══ MATERIAL TO PROCESS

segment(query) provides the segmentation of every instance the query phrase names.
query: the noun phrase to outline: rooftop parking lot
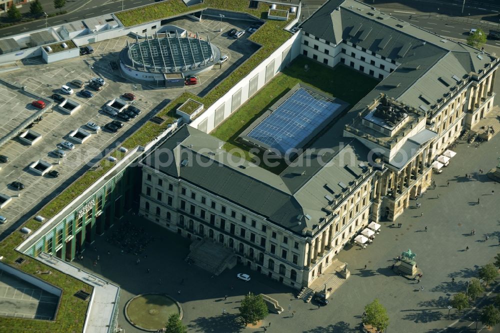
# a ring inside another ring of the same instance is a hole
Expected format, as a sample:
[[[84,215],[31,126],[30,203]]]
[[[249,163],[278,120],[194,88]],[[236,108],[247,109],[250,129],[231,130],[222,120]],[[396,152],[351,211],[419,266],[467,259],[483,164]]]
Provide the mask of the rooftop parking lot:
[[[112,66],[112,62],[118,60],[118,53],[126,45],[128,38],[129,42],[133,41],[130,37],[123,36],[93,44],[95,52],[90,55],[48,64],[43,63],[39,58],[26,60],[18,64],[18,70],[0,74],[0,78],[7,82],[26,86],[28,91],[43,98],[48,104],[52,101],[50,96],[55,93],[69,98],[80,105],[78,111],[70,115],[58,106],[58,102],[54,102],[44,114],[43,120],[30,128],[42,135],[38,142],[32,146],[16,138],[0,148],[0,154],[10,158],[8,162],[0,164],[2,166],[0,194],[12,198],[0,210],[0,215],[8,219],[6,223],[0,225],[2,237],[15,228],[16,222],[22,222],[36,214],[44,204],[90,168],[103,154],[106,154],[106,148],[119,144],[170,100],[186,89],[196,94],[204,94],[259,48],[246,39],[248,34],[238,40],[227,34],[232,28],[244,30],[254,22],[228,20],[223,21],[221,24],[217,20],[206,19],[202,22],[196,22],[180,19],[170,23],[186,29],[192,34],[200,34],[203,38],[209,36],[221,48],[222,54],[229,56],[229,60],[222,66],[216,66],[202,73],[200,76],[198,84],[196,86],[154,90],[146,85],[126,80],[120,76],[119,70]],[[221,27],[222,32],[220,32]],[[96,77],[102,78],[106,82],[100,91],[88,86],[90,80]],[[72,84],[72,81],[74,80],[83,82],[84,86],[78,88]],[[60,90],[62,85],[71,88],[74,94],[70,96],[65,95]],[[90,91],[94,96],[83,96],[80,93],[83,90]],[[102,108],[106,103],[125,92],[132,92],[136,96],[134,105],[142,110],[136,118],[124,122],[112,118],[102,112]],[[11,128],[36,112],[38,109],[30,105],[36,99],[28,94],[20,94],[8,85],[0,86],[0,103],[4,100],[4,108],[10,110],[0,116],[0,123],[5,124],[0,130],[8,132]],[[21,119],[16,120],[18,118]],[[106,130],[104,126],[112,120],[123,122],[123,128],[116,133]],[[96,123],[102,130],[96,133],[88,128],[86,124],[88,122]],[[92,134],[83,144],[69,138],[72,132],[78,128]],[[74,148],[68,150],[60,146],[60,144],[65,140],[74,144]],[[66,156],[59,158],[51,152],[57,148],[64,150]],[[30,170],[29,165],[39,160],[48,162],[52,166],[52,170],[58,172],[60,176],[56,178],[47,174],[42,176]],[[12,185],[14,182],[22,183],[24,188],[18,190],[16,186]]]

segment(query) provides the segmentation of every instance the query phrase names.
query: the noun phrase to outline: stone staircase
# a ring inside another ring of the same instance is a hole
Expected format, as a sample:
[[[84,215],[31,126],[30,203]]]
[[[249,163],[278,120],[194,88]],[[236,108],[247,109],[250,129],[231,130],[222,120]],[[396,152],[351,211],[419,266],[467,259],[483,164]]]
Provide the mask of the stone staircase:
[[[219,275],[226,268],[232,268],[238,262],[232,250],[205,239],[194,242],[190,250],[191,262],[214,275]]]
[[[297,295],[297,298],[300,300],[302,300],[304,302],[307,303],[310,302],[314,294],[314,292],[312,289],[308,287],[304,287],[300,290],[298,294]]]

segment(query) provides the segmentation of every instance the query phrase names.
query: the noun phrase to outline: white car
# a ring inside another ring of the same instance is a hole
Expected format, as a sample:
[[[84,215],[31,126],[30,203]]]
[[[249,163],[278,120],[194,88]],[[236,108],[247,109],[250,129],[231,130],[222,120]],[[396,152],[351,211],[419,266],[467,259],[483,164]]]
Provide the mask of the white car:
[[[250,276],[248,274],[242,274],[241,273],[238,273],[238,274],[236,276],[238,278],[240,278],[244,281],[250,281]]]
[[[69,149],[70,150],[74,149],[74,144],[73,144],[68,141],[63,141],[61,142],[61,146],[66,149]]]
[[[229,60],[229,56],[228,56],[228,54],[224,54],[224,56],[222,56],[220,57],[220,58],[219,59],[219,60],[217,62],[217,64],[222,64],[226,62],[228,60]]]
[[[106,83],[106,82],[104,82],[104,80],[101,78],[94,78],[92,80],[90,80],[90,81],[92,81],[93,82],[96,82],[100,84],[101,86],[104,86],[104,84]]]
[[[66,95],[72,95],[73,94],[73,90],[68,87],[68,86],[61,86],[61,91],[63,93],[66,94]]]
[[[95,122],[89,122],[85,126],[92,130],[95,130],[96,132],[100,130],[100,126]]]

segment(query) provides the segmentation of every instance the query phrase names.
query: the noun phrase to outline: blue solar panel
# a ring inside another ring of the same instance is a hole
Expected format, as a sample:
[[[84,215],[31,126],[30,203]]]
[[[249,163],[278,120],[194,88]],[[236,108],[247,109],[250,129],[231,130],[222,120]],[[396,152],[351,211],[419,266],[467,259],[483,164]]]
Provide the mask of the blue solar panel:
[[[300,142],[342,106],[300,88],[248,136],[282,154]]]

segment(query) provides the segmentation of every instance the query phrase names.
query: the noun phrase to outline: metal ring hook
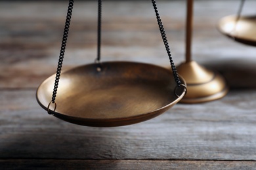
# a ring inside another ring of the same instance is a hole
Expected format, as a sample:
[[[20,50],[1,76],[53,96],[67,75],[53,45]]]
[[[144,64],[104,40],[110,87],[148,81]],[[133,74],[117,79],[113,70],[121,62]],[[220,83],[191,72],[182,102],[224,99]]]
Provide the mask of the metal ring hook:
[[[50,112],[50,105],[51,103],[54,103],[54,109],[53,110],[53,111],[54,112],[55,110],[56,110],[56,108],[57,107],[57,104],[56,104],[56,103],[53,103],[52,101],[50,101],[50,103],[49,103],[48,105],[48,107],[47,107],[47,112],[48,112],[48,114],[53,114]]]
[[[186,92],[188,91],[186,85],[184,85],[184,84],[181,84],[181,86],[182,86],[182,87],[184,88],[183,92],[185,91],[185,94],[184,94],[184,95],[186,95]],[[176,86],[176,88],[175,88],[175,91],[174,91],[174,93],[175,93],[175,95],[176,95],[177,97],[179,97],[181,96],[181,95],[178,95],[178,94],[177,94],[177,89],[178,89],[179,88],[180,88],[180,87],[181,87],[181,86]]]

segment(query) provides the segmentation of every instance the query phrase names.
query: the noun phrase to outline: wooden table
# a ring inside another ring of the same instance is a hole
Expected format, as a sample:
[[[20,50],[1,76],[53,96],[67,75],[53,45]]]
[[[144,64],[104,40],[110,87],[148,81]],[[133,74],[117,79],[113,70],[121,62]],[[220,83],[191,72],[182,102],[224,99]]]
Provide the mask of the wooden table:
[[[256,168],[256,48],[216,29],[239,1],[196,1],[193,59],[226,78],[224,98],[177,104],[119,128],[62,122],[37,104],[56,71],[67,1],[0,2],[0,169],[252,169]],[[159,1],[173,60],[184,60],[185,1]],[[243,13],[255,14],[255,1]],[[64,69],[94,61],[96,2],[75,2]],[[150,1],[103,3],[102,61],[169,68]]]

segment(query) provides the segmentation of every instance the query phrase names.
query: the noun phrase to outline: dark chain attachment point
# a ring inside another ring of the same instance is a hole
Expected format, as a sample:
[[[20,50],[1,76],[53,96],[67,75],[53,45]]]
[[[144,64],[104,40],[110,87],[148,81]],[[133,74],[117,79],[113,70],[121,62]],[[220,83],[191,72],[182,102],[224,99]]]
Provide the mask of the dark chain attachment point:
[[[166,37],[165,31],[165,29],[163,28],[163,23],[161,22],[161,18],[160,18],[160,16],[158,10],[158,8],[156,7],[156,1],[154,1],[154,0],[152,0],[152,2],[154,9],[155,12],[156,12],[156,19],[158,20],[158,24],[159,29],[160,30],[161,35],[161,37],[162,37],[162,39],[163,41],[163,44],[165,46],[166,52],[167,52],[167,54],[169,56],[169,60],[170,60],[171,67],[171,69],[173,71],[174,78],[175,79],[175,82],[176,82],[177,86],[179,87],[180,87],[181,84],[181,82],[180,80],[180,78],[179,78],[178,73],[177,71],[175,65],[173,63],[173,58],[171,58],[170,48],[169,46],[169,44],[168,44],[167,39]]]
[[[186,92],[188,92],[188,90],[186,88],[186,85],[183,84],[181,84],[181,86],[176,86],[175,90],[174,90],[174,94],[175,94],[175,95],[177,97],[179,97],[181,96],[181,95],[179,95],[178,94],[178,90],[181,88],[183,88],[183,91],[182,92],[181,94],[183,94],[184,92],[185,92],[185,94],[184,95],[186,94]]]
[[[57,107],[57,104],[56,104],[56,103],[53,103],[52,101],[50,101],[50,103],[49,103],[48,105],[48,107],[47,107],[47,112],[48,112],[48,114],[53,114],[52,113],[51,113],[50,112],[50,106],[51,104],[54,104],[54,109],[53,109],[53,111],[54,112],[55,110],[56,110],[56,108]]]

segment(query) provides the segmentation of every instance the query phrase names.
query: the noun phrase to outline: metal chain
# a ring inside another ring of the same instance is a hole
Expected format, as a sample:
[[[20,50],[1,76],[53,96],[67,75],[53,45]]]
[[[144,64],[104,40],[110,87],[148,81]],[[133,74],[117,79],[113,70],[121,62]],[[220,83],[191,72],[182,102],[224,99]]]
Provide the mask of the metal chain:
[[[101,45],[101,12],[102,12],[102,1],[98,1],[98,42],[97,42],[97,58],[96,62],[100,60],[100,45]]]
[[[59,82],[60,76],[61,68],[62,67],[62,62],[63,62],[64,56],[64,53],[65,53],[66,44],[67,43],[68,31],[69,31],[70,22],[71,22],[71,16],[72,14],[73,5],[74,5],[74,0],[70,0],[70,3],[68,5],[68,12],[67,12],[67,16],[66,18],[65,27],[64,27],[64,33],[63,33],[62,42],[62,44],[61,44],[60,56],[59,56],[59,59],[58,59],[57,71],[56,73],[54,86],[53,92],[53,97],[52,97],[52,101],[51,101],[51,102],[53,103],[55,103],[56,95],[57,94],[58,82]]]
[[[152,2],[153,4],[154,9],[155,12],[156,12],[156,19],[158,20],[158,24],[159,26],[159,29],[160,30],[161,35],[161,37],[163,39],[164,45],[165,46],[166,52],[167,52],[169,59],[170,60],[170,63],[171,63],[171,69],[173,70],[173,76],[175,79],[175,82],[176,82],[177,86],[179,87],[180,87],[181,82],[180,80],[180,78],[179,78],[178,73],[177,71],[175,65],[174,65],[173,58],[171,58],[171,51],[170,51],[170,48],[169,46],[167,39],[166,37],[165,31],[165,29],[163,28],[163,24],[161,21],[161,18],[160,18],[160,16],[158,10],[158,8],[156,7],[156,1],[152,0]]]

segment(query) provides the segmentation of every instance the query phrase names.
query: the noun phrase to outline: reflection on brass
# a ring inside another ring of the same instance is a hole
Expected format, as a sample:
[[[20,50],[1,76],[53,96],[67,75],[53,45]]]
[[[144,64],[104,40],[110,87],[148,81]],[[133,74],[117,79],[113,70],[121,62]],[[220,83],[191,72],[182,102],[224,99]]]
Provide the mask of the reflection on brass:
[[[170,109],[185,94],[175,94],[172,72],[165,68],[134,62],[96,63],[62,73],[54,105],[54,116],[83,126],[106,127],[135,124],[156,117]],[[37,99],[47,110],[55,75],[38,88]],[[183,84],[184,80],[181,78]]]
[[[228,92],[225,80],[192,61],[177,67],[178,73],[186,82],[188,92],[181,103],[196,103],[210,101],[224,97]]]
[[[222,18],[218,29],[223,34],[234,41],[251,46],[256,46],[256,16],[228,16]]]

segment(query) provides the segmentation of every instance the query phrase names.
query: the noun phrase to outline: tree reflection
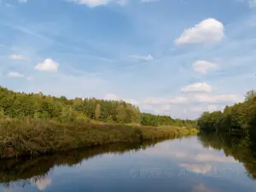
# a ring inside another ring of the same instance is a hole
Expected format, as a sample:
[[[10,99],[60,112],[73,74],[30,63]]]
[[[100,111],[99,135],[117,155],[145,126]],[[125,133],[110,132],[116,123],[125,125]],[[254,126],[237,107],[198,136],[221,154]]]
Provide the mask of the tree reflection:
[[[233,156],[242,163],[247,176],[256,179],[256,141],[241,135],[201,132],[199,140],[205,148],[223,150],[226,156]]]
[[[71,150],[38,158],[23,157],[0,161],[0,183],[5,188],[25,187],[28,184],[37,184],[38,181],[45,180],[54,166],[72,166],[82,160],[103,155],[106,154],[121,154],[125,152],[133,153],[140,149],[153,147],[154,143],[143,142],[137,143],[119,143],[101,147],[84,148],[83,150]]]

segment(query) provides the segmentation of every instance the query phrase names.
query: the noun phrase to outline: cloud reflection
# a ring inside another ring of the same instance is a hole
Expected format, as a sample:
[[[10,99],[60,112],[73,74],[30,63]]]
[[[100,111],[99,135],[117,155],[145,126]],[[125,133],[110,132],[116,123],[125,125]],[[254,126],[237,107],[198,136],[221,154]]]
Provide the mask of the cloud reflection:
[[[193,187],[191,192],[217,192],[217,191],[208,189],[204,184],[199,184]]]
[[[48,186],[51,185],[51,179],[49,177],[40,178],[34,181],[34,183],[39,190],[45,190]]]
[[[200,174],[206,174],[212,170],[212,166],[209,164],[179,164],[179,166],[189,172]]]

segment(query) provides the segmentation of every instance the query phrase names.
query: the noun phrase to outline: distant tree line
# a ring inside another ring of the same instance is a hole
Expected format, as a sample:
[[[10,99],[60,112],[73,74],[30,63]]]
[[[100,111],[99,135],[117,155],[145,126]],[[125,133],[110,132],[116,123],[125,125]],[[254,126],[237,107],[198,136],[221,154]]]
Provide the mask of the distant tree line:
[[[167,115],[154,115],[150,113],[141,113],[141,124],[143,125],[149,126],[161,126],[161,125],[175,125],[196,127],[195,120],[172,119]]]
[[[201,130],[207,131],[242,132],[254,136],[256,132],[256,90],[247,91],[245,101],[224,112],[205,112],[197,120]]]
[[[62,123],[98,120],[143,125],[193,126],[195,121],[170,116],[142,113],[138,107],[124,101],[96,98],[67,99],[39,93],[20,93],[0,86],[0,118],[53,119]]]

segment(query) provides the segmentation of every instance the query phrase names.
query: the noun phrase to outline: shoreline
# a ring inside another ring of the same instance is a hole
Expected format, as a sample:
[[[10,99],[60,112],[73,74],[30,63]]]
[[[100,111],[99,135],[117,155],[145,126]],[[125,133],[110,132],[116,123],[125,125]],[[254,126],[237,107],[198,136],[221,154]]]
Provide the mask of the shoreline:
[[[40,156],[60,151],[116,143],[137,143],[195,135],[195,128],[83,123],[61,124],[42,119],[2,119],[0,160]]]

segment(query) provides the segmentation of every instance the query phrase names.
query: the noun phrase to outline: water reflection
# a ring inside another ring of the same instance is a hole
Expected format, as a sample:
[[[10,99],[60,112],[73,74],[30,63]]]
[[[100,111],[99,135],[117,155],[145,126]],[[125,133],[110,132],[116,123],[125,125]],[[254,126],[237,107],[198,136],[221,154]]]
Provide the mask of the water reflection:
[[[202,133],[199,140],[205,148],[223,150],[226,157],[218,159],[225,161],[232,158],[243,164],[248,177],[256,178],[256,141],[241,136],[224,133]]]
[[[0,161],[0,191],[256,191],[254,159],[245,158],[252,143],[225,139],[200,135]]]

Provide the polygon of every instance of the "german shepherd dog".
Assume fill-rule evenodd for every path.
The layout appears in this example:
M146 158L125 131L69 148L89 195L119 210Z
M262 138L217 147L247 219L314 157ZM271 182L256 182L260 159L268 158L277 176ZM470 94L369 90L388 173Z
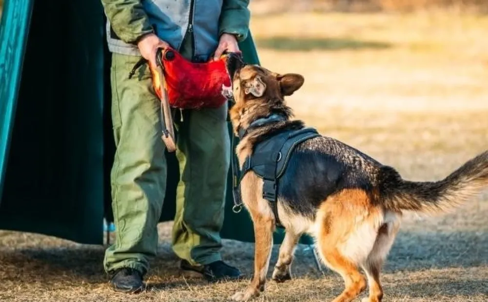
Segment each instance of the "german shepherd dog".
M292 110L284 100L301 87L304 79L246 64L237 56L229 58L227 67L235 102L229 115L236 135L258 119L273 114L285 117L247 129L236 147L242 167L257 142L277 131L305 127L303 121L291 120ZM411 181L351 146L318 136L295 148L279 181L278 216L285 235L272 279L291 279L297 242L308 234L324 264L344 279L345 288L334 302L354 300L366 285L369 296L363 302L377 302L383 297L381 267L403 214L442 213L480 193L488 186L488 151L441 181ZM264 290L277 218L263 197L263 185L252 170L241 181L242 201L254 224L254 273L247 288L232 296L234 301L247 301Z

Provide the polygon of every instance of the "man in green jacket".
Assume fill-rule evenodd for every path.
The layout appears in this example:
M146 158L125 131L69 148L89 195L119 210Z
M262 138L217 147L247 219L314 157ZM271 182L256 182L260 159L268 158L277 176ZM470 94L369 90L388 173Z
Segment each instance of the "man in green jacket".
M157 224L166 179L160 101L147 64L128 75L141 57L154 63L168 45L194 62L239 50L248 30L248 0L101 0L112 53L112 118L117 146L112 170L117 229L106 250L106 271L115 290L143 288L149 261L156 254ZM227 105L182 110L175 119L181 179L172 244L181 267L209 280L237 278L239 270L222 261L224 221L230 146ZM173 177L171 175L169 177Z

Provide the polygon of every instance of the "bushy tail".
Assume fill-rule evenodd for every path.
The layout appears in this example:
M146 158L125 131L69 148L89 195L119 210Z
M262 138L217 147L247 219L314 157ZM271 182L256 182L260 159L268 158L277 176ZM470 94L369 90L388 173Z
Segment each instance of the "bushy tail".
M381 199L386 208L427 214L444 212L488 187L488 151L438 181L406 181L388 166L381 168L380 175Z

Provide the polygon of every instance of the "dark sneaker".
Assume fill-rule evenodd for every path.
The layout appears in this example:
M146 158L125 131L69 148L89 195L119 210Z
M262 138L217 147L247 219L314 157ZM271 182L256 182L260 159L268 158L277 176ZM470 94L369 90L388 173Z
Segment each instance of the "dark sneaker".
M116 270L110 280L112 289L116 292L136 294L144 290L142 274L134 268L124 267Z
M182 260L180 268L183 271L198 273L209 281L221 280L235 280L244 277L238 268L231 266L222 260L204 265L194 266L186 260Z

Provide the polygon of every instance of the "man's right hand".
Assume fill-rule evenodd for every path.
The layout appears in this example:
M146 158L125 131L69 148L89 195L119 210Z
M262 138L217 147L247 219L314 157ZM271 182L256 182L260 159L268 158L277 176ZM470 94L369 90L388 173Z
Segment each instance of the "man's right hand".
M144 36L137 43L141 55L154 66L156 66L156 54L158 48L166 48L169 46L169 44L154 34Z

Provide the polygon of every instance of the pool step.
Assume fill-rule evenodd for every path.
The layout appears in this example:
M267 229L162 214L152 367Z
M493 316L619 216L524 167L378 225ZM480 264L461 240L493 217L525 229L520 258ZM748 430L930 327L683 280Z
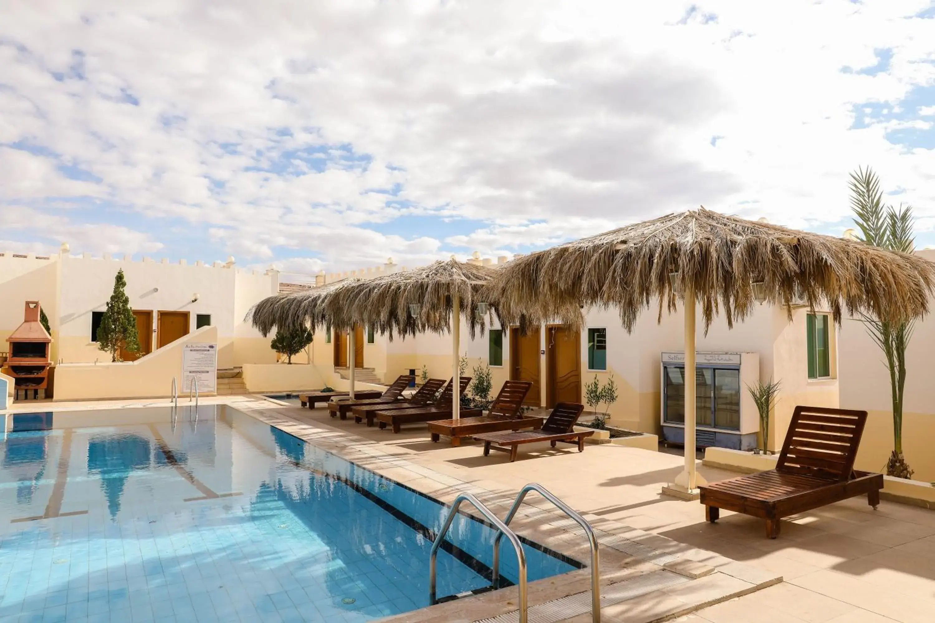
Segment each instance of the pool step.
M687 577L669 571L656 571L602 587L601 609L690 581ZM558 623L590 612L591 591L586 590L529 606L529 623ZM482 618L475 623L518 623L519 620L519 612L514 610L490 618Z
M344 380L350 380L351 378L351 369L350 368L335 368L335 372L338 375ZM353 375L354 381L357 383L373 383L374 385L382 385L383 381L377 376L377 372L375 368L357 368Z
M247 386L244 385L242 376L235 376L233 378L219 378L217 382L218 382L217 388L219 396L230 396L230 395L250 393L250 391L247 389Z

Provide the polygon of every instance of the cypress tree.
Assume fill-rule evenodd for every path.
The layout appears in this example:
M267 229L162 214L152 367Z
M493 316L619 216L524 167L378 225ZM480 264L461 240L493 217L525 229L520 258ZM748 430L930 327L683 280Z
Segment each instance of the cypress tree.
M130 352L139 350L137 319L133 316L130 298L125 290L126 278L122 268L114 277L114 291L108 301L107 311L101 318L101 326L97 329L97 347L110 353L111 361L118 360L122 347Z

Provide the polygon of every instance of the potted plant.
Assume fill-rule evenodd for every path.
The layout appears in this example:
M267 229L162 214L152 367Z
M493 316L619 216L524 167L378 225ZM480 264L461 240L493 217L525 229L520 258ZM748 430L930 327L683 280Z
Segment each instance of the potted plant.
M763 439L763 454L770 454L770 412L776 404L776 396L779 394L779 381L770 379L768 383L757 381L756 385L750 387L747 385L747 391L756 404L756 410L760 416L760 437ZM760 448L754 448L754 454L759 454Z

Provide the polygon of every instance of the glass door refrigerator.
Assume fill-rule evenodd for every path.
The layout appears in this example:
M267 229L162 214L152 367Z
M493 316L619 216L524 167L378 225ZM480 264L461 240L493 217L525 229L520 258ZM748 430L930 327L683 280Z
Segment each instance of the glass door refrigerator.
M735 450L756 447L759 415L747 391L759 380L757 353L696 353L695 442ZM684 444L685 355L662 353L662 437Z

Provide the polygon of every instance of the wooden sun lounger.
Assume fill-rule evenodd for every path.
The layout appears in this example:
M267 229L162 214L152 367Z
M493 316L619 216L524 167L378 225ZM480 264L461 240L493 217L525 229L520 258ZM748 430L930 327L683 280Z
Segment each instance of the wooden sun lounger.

════

◆ TASK REQUIREMENTS ◆
Copy the items word for word from the start of the items through the line containing "Provide the mask of the rooftop", including that line, and leave the pictures out of your copy.

◆ THE OUTPUT ◆
segment(query) provides the segmentation of every instance the query phrase names.
query: the noun phrase to outline: rooftop parking lot
# a ring inside another ring of the same instance is a hole
Expected format, as a sample:
[[[84,215],[31,126],[30,203]]]
[[[249,163],[278,120],[194,88]],[[236,108],[247,109],[250,129],[231,130],[222,120]],[[396,152],[351,211],[419,266],[467,259],[483,164]]]
Provide the mask of the rooftop parking lot:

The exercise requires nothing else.